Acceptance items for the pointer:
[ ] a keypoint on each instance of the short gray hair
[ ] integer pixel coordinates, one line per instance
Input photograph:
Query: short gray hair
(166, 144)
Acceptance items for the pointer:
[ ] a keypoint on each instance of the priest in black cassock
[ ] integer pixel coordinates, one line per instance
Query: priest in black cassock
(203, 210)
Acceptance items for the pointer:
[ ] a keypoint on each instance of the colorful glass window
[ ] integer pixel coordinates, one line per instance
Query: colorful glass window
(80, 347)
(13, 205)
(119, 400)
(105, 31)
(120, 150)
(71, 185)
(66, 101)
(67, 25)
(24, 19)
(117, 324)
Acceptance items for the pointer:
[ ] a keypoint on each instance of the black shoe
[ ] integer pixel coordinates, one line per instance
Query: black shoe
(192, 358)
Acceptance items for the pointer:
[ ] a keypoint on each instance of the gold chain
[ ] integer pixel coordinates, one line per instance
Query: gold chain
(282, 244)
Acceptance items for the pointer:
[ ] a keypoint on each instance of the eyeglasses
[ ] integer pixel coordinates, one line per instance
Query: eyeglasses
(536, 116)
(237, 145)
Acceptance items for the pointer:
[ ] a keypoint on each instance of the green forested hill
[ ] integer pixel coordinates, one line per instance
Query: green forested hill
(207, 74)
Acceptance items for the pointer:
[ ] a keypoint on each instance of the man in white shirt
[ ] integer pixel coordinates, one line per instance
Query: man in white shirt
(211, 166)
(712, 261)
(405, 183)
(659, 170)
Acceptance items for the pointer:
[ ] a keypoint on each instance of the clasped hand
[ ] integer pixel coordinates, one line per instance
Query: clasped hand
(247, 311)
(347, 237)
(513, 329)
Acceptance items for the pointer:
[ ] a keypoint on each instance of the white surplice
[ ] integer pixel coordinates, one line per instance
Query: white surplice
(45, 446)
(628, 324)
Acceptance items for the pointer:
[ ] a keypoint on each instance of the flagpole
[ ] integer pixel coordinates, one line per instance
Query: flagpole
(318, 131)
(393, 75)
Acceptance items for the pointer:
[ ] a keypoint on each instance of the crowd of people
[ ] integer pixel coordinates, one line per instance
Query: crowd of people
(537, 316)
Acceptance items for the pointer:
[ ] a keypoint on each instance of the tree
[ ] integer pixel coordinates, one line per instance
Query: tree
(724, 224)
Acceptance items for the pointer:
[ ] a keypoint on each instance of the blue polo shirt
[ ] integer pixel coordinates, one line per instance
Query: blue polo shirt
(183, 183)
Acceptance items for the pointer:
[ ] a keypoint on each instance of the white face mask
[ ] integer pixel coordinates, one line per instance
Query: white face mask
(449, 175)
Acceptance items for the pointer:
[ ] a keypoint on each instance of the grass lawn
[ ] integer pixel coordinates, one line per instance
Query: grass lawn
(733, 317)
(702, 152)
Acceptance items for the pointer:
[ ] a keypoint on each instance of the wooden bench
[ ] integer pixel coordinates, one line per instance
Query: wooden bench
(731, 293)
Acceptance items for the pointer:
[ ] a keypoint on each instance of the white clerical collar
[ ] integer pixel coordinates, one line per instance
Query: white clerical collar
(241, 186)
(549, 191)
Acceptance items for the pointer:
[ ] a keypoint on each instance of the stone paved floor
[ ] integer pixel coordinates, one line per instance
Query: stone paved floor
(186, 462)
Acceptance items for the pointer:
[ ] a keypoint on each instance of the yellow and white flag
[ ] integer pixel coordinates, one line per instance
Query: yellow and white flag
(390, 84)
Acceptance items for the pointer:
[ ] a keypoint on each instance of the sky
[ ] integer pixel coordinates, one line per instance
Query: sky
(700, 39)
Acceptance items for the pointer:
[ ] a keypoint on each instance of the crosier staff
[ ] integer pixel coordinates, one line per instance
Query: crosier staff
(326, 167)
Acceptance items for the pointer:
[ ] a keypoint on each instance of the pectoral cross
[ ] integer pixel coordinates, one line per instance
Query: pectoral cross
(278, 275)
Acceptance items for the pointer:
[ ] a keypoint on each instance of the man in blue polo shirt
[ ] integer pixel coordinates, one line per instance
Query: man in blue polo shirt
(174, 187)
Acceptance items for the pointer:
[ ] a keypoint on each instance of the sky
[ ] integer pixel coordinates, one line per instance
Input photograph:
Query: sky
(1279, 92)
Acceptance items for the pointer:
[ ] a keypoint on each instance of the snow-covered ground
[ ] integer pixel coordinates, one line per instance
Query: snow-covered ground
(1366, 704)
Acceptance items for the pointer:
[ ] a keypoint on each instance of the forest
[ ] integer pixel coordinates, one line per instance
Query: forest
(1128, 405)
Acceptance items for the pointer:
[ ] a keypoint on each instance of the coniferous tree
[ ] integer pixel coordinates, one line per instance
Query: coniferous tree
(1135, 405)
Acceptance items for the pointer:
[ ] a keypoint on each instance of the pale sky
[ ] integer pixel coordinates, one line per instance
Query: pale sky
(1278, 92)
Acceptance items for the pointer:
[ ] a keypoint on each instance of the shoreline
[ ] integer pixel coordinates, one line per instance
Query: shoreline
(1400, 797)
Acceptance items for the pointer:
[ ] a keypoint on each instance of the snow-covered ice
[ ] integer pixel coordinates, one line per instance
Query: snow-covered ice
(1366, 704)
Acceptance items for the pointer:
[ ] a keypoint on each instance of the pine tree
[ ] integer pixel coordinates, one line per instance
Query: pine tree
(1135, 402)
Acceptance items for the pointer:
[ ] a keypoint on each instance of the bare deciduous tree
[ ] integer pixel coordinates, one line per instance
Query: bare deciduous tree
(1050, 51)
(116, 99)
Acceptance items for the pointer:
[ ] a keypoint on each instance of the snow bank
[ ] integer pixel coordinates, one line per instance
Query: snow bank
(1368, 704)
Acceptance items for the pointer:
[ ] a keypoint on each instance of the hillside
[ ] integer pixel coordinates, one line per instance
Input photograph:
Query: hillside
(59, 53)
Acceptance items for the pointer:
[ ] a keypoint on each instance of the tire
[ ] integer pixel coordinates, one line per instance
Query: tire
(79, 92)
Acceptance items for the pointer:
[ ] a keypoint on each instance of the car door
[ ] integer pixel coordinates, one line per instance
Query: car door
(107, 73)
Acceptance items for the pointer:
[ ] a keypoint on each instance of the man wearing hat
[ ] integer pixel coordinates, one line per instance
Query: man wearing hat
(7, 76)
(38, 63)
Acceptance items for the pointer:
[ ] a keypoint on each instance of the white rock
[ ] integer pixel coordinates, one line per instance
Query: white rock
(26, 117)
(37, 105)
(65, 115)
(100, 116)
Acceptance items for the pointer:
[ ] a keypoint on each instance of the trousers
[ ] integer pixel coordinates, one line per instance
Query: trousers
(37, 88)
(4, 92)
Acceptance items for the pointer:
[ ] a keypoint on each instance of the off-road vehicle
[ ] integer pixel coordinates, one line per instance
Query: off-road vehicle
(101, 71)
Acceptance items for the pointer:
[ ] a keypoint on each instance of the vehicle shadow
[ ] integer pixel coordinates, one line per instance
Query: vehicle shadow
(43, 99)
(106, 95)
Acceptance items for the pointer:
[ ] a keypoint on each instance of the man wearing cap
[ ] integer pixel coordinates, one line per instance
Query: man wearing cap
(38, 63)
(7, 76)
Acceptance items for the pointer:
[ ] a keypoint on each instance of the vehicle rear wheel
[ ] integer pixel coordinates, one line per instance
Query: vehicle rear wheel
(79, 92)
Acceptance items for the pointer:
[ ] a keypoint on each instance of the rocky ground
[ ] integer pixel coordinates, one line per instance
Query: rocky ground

Exercise objective:
Reproduce all of the data. Leave every line unchanged.

Expected answer:
Acceptance items for the pointer:
[ ] a keypoint on each instance of the short gray hair
[ ] integer pixel coordinates, one line per instance
Input photograph:
Query: short gray hair
(166, 144)
Acceptance items for the pointer:
[ ] a keypoint on each instance of the priest in black cassock
[ ] integer pixel coordinates, one line per instance
Query: priest in black cassock
(203, 210)
Acceptance items for the pointer:
[ ] a keypoint on each instance of the colorful glass window
[ ] integer pixel coordinates, one line per instance
Query: colorful glass window
(80, 347)
(13, 205)
(119, 400)
(105, 31)
(120, 150)
(71, 185)
(66, 101)
(67, 25)
(24, 19)
(117, 324)
Acceptance items for the pointer:
[ ] a keypoint on each instance of the black shoe
[ ] integer pixel coordinates, one line per instance
Query: black shoe
(192, 358)
Acceptance items for the pointer:
[ ] a keypoint on each instance of the gold chain
[ ] integer pixel coordinates, one line per instance
Query: gold chain
(282, 244)
Acceptance items for the pointer:
[ ] a keypoint on each instance of the eyeglasses
[ ] integer pixel coordinates, one line per instance
Query: eyeglasses
(536, 116)
(237, 145)
Acceptance items for the pointer:
[ ] a keypoint on each instance of the green forested hill
[ ] integer pixel coordinates, one line per instance
Query: green forested hill
(207, 74)
Acceptance items for the pointer:
[ ] a keypoint on each instance of the man in white shirt
[ ] integer pixel coordinates, one line per instance
Query: man in white shirt
(211, 166)
(712, 261)
(405, 183)
(659, 170)
Acceptance items for the pointer:
[ ] a keypoint on each instance of the clasped hand
[ ] integer pixel coordinates, one line per instance
Query: clasped hand
(247, 311)
(347, 237)
(513, 329)
Acceptance items for the pointer:
[ ] a keypoint on each instance of the white surplice
[ ] integer pixel coordinates, one line per instance
Query: white surplice
(45, 446)
(628, 324)
Acceptance items for the pointer:
[ ] a keypoint on each instance of the flagpole
[ ] integer pixel coordinates, one line per instance
Query: flagpole
(318, 131)
(393, 75)
Acceptance items for the pointer:
[ ] a keypoint on each instance of the crowd of people
[ ] integer pixel coordinates, one line per instance
Query: crowd of people
(537, 316)
Acceptance items for the pointer:
[ ] a keypoint on each instance of the tree
[ ] integer pixel coordinates, one line per instance
Query: tree
(724, 224)
Acceptance items for the pointer:
[ ] a keypoint on each instance of the blue polo shirt
[ ] integer pixel coordinates, one line per instance
Query: blue polo shirt
(183, 183)
Acceptance items for the pointer:
[ ] a keypoint on each instance of the white face mask
[ ] integer pixel coordinates, one line per instance
Query: white face mask
(449, 175)
Acceptance items for the pointer:
[ ] a keypoint on each instance of the grass lawn
[ ] integer pixel coordinates, one line per instance
Query: grass lawn
(733, 317)
(702, 152)
Acceptance items for the pointer:
[ ] a keypoint on each instance of the wooden bench
[ ] integer pixel coordinates, one line per instance
Query: wooden bench
(731, 293)
Acceptance items for the pointer:
[ ] a keypoint on each instance of the white clerical collar
[ ] integer pixel coordinates, one line per instance
Query: white clerical collar
(241, 186)
(549, 191)
Acceptance items for the pointer:
[ ] a keypoint on each instance of the stone paved floor
[ ] integer pixel coordinates, one line per instance
Query: stone paved floor
(186, 462)
Acceptance items for the pointer:
[ ] a keypoint on each instance of the yellow and white flag
[ ] integer pixel coordinates, one line per instance
Query: yellow and white flag
(390, 84)
Acceptance items for the pointer:
[ ] a keypoint on each instance of the sky
[ ] integer pixel coordinates, one line per instance
Query: sky
(700, 39)
Acceptance items for the pointer:
[ ] a keypoint on each instance of the crosier staff
[ ] integer pixel coordinates, one line per instance
Query: crosier staff
(326, 167)
Acceptance items for the pointer:
[ ] a keypoint on each instance of the pectoral cross
[ ] integer pixel coordinates, one line per instance
Query: pectoral cross
(278, 275)
Acceptance items for the pointer:
[ ] a keypoint on each instance of the man in blue polo shirt
[ ] integer pixel coordinates, one line per instance
Query: man in blue polo shirt
(174, 187)
Acceptance items for the pointer:
[ ] a keypoint on each instance of the sky
[ ] integer pixel coordinates, one line per instance
Input photograph:
Query: sky
(1279, 92)
Acceptance items for the pointer:
[ ] a keypoint on each instance of the snow-covered ground
[ ] integer pixel coordinates, one line per instance
Query: snow-covered ground
(1366, 704)
Acceptance items for the pointer:
[ ] a keypoint on each instance of the forest
[ ] integer pixel coordinates, one line per instance
Query: forest
(1128, 405)
Acceptance items for the pointer:
[ ] a keypoint on each instance of the coniferous tree
[ ] integer pixel coordinates, one line per instance
Query: coniferous tree
(1135, 405)
Acceptance items for the pointer:
[ ] a keypoint on each instance of the pale sky
[ ] integer pixel coordinates, one line per instance
Query: pale sky
(1278, 92)
Acceptance items for the pointer:
[ ] a keypoint on each instance of the shoreline
[ ] integer pixel coordinates, one line per instance
Query: shoreline
(1400, 797)
Acceptance items for the pointer:
[ ] a keypoint on each instance of the snow-covered ice
[ ] integer pixel coordinates, one line per instance
Query: snow-covered ice
(1366, 704)
Acceptance items for the pointer:
[ ] a keypoint on each instance of the pine tree
[ ] integer pixel coordinates, one line per instance
Query: pine tree
(1135, 402)
Acceptance items for the pointer:
[ ] a keypoint on each instance of the bare deciduous tree
[ ] integer pixel coordinates, one line per instance
Query: bare deciduous tree
(1050, 51)
(116, 99)
Acceptance items for the pointer:
[ ] a keypoint on each instance of the snow bank
[ ] integer pixel coordinates, one line per instance
Query: snow bank
(1368, 704)
Acceptance items for the pointer:
[ ] a keypoint on each instance of the hillside
[ ] integer pixel coordinates, one line per instance
Input photograph:
Query: hillside
(59, 53)
Acceptance items for the pointer:
[ ] a keypoint on each instance of the tire
[ ] integer pixel coordinates, one line per instance
Query: tire
(79, 92)
Acceptance items for the pointer:
[ ] a keypoint on each instance of the car door
[ ] integer pixel coordinates, one line per instance
Query: car door
(107, 73)
Acceptance items for the pointer:
[ ] a keypoint on each instance of the man wearing hat
[ ] integer pixel coordinates, one line per instance
Query: man wearing hat
(7, 76)
(38, 63)
Acceptance items for the pointer:
[ ] a keypoint on each instance of the white rock
[ ] integer pixel coordinates, one line per instance
Query: white rock
(26, 117)
(37, 105)
(65, 115)
(100, 116)
Acceptance items for the pointer:
[ ] a keypoint on each instance of the trousers
[ ] integer pixel coordinates, one line per instance
Query: trousers
(37, 88)
(4, 92)
Acceptance items for the pointer:
[ ] a keypoint on each instance of the off-road vehicle
[ ] integer pixel coordinates, one line per instance
Query: off-road vehicle
(101, 71)
Acceptance items for the pointer:
[ ] a keypoint on each instance of the vehicle shadow
[ ] integer pixel coordinates, one line per instance
Query: vehicle shadow
(43, 99)
(106, 95)
Acceptance items for the pointer:
[ ] a keypoint on each instance of the man wearing cap
[ ] integer pixel coordinates, one line per instance
Query: man wearing cap
(38, 63)
(7, 76)
Acceptance items for the pointer:
[ ] a keypoint on each instance of the vehicle rear wheel
[ ] integer pixel coordinates, one line per instance
Query: vehicle rear wheel
(79, 92)
Acceptance items for the pointer:
[ ] a keypoint on each instance of the rocky ground
[ ] integer pixel coordinates, one line per instance
Query: rocky ground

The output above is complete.